> _Directive_: Turn each line of the material below into a row of a Markdown table with two columns, Row and Line. Number the rows in order and skip blank lines.

(Pointing records)
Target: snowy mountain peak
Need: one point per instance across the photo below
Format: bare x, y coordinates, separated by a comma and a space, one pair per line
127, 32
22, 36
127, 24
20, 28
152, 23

> _Answer to this exercise_:
| Row | Line |
|---|---|
| 1 | Target: snowy mountain peak |
| 2 | Need: one point per instance across the photo below |
| 3 | Format: bare x, y coordinates, separated by a comma and a space, one pair per line |
| 4 | 127, 32 |
| 5 | 22, 36 |
| 6 | 127, 24 |
| 7 | 20, 28 |
| 8 | 152, 23 |